-- Your objective --
From the passage on this summer's extreme heat, extract the text between "These events are" and "long-term temperature spikes.", inclusive.

Over the last few weeks, the earth has been scorched by some of the worst extreme weather events in human history. The world experienced its hottest day since records began on 4 July, and since that time extreme heat and wildfires have occurred in several countries around the world.

In Europe, the main victims have been those living in southern Italy and Greece. Wildfires have ravaged the Greek island of Rhodes, and flights to the island have been cancelled by some airline operators. Some parts of Italy have experienced temperatures higher than 48 degrees. We have also seen wildfires in Spain, as well as temperatures over 50 degrees in parts of China, the US and Mexico.

There has been a record heatwave across the southern US and Mexico in June, and it has been estimated by scientists that this was made at least five times more likely due to human-caused climate change. More than 40 million people in the US have been placed under excessive heat warnings. This has also caused a surge in air conditioner use which has placed energy grids under strain – Mexico has even had to institute load-shedding  (also known as “rolling blackouts”) in response to the increased energy demand, meaning that access to electricity is being restricted for millions of people during a time of extremely high demand.

These events are being caused by a system of “heat domes” which has been locked for weeks in a pattern which scientists are calling “wavenumber 5”. Heat domes, also known as high-pressure systems or anticyclones, are weather phenomena in which sinking air from the upper atmosphere brings about a period of dry and settled weather with limited cloud formation and little wind. The current heat dome was formed by a high-pressure atmospheric system that created a sinking column of warming air, that trapped latent heat already absorbed by the landscape. These domes prevent clouds from entering, which allows the sun to bake the surface of the earth continuously causing long-term temperature spikes.

-- Data shown --
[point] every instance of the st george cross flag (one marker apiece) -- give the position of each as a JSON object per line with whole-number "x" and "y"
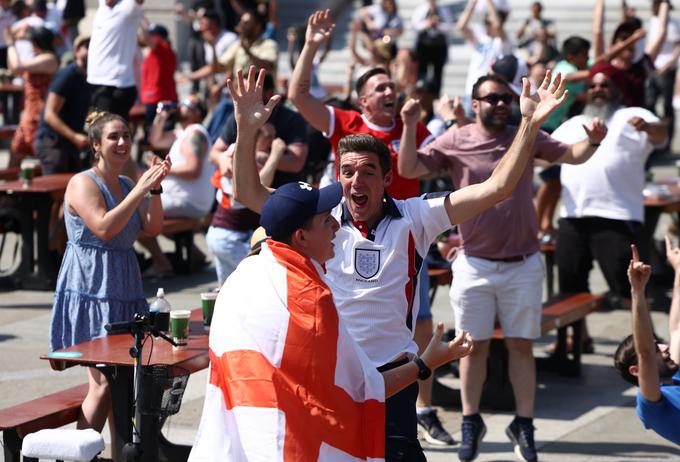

-- Correct result --
These events are being caused by a system of “heat domes” which has been locked for weeks in a pattern which scientists are calling “wavenumber 5”. Heat domes, also known as high-pressure systems or anticyclones, are weather phenomena in which sinking air from the upper atmosphere brings about a period of dry and settled weather with limited cloud formation and little wind. The current heat dome was formed by a high-pressure atmospheric system that created a sinking column of warming air, that trapped latent heat already absorbed by the landscape. These domes prevent clouds from entering, which allows the sun to bake the surface of the earth continuously causing long-term temperature spikes.